● **本文抜粋**
一方で最近、入院中の70代後半の末期心不全の患者さんについて、在宅診療の打診がありました。この方は退院前に急変し、そのまま病院で亡くなられました。心不全でも末期がんでも、退院直後の在宅診療開始早期に急変した場合は、信頼関係を築く間もなく紹介元へ再入院となり、そのまま最期を迎えるケースもあると聞きます。病状によっては在宅診療を開始するタイミングが難しい、という経験をさせていただいたと思っております。

富田林医師会では在宅医療に力を入れており、在宅診療医をAチーム、Bチームに分けて、5月や9月の連休、夏休み、年末年始など当番制を敷いて、バックアップ体制を整えています。熱心に在宅医療主体で運営しているクリニックもありますが、当院は開業して1年、在宅医療については外来診療とのバランスをもう少し見てみたいと思います。午前は外来、午後は在宅診療のみというクリニックは開業20年以上の大先輩で、長きにわたり地域からの支持を受け、前述の信頼関係が構築されているからこそ、在宅主体にシフトできているのではないかと推察します。まずは、土台となる外来診療で地域の支持を得て、外来で支えた患者さんが受診できなくなったら、その時は在宅に出向き、看取りまでも支える。自然な流れの中で、いつのまにか在宅患者が増えていく、というのが理想です。

開業から2年目に入り、さらに地域医療に貢献していく中で、外来患者と共に少しずつ在宅患者が増えていく様、努力していきたいと思います。専門である循環器疾患を中心に生活習慣病全般、広く一般内科疾患を診療し、自分の守備範囲を超えると診断したら迅速に連携医療機関へ紹介する、開業医として当り前の役割を果たしていきたいと思います。

● **データ抜粋**
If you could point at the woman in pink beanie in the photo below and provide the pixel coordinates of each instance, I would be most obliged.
* * *
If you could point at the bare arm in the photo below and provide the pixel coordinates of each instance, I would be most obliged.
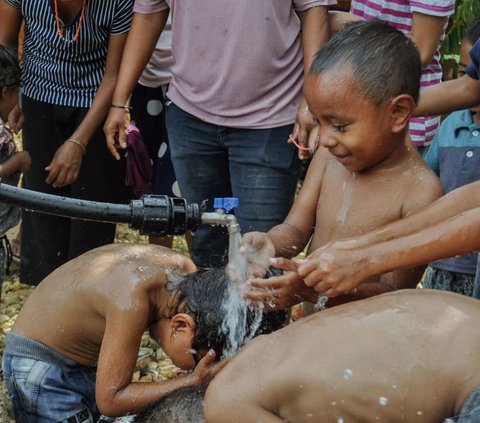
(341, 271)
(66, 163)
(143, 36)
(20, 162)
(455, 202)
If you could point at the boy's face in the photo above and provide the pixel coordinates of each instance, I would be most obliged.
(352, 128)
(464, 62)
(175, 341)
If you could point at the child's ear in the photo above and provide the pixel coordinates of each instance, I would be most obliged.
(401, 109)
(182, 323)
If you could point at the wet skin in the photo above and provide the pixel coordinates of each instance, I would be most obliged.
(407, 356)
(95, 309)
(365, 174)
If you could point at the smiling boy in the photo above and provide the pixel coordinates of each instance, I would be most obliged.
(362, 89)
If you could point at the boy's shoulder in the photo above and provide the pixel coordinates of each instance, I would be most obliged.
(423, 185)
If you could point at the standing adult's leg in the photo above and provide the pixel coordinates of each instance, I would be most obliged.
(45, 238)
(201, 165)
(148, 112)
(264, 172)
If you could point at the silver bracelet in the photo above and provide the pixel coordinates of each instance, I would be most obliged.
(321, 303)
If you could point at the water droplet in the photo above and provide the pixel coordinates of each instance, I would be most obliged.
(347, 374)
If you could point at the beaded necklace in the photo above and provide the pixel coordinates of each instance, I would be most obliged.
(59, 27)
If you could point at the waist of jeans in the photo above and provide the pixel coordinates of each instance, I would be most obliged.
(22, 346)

● **作業指示**
本文のうち「富田林医師会では在宅医療に力を入れており」で始まる段落を、主要な事実を残したまま箇条書きに書き換えてください。 上記のデータ項目は参照しなくてかまいません。

● **回答**
- 富田林医師会は在宅医療に力を入れており、在宅診療医をAチームとBチームに分けている。
- 5月や9月の連休、夏休み、年末年始などは当番制とし、バックアップ体制を整えている。
- 当院は開業して1年であり、在宅医療については外来診療とのバランスをもう少し見ていく。
- 午前は外来、午後は在宅診療のみというクリニックは開業20年以上である。長く地域の支持を受けて信頼関係が築かれているため、在宅主体にシフトできていると推察される。
- 理想とする流れは次のとおり。
  - 外来診療で地域の支持を得る。
  - 外来で支えた患者が受診できなくなったら在宅に出向き、看取りまで支える。
  - その結果、いつのまにか在宅患者が増えていく。